Football Data Lakehouse for Performance Analytics by Umair NawazFootball Data Lakehouse for Performance Analytics by Umair Nawaz

Football Data Lakehouse for Performance Analytics

Umair Nawaz

Umair Nawaz

Football Data Lakehouse for Performance Analytics

Table of Contents

Background

Modern football has evolved into a data-driven commercial ecosystem. Broadcasting rights, sponsorship deals, player valuation, and fan engagement are increasingly influenced by league competitiveness, scoring behavior, and performance concentration.
Despite the availability of large volumes of football data, many analyses remain:
Match-centric rather than decision-centric
Descriptive instead of strategic
Disconnected from how analytics systems operate in real organizations
In real business environments, decision-makers rarely work with static datasets. Instead, data is retrieved dynamically from external sources, ingested via APIs, and processed through analytics pipelines before insights are delivered.
This project was created to replicate that real-world scenario and answer questions such as:
Are elite football leagues truly competitive, or dominated by a few teams?
How does scoring behavior differ across competitions and seasons?
Is home advantage a structural phenomenon or seasonal noise?
Which competitions exhibit higher unpredictability and volatility?
The focus is on business relevance, not fan opinion.

Executive Summary

This project presents an end-to-end football analytics case study analyzing performance across the UEFA Champions League, Premier League, and LaLiga for the 2024–2025 seasons. Rather than relying on pre-packaged datasets, match data was retrieved directly from an external football API, simulating how analytics teams ingest live or third-party data in production environments.

▶ _Data provided_:

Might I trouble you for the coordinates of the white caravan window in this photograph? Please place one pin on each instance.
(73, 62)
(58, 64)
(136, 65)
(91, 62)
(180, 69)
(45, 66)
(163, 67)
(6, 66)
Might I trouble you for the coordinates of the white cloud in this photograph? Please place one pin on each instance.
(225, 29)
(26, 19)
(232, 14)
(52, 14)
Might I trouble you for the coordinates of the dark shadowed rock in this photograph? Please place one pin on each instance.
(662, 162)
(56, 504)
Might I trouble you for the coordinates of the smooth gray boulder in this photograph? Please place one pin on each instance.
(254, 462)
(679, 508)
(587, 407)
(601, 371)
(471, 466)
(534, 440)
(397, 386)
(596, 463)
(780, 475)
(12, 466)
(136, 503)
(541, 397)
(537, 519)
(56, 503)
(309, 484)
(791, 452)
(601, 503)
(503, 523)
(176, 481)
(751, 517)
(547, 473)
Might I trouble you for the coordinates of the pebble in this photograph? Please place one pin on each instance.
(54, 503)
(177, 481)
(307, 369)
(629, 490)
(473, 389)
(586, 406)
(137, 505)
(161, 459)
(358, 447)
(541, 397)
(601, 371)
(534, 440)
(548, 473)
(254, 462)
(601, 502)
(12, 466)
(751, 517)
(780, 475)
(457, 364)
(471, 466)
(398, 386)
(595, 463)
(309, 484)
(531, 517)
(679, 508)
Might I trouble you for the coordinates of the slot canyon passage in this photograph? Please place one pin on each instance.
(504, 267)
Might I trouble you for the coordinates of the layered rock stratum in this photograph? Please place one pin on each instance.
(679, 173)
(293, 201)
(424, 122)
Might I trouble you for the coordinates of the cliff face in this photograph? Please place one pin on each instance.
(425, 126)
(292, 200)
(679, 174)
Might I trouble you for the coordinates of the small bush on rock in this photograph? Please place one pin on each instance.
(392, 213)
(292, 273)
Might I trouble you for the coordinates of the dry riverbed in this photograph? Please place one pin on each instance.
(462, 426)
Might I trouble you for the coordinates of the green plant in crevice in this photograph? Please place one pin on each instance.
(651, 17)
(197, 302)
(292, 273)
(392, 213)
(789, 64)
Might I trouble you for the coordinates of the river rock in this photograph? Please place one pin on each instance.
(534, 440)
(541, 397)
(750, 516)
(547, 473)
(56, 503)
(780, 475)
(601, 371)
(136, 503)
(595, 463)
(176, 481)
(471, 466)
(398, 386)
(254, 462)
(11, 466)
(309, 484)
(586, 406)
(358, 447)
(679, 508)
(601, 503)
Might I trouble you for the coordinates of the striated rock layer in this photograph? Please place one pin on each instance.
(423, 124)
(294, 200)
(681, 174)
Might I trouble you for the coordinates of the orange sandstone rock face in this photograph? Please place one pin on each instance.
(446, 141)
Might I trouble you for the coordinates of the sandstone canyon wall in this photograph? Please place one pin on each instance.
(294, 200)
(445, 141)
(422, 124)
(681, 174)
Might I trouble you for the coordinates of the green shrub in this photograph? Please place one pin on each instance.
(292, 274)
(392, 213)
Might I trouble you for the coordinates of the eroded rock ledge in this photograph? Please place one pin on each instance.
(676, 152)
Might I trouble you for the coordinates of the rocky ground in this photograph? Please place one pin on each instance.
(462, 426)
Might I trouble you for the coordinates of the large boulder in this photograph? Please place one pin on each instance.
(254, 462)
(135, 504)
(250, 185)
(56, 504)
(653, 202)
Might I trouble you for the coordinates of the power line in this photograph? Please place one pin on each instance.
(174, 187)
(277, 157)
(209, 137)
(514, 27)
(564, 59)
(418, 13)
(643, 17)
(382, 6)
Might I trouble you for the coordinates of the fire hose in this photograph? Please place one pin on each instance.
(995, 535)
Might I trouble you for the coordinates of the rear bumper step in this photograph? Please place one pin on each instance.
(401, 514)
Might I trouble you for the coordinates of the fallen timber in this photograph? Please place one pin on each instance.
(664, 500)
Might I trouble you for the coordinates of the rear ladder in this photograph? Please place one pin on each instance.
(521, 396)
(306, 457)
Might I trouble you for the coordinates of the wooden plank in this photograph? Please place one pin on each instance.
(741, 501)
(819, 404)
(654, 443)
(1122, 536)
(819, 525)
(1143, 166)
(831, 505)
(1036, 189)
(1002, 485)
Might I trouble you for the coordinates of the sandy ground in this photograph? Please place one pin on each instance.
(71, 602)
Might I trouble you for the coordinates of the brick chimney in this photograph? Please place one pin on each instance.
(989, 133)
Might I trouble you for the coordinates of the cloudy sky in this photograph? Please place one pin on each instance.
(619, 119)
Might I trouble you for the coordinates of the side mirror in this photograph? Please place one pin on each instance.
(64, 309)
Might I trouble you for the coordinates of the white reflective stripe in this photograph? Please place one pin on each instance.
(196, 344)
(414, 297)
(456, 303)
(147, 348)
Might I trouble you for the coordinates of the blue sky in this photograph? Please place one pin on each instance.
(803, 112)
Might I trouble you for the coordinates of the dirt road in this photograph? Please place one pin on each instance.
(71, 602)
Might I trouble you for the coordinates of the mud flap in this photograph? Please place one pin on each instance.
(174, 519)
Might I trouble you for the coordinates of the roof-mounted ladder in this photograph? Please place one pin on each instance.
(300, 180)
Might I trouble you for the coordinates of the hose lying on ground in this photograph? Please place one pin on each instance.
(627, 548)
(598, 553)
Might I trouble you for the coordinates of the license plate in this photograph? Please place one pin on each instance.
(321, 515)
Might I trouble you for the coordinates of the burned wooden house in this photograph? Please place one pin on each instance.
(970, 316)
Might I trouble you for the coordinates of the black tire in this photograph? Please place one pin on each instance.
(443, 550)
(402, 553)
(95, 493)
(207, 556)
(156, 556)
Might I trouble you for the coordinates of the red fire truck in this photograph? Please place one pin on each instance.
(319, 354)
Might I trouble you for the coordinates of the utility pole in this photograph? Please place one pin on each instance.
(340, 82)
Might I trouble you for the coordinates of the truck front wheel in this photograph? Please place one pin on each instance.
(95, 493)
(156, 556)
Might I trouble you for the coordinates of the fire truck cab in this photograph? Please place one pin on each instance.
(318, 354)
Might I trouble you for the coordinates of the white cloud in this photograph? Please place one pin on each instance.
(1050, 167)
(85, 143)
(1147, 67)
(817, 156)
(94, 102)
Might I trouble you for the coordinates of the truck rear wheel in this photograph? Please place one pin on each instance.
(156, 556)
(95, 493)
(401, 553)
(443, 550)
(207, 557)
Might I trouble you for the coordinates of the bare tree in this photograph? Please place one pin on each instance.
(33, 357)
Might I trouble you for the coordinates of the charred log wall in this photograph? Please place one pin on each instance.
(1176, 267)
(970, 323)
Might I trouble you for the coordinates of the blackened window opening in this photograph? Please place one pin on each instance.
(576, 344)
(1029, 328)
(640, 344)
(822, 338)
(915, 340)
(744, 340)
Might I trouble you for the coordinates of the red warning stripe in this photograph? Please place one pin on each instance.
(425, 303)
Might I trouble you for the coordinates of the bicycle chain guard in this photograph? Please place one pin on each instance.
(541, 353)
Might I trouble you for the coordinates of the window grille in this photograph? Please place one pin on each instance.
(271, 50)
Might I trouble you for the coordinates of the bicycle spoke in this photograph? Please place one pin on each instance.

▶ _Problem set_:
1. For the football data lakehouse page, decide whether each statement agrees with the text, answering yes or no and quoting the words that settle it: (a) the project's match data came from pre-packaged datasets; (b) the case study covers the Premier League; (c) the project's focus is on fan opinion.
2. Reproduce word for word the part of the football data lakehouse page from "How does scoring" to "not fan opinion.".

▶ _Correct answers_:
1.
(a) No: "Rather than relying on pre-packaged datasets, match data was retrieved directly from an external football API"
(b) Yes: "analyzing performance across the UEFA Champions League, Premier League, and LaLiga"
(c) No: "The focus is on business relevance, not fan opinion."

2.
How does scoring behavior differ across competitions and seasons?
Is home advantage a structural phenomenon or seasonal noise?
Which competitions exhibit higher unpredictability and volatility?
The focus is on business relevance, not fan opinion.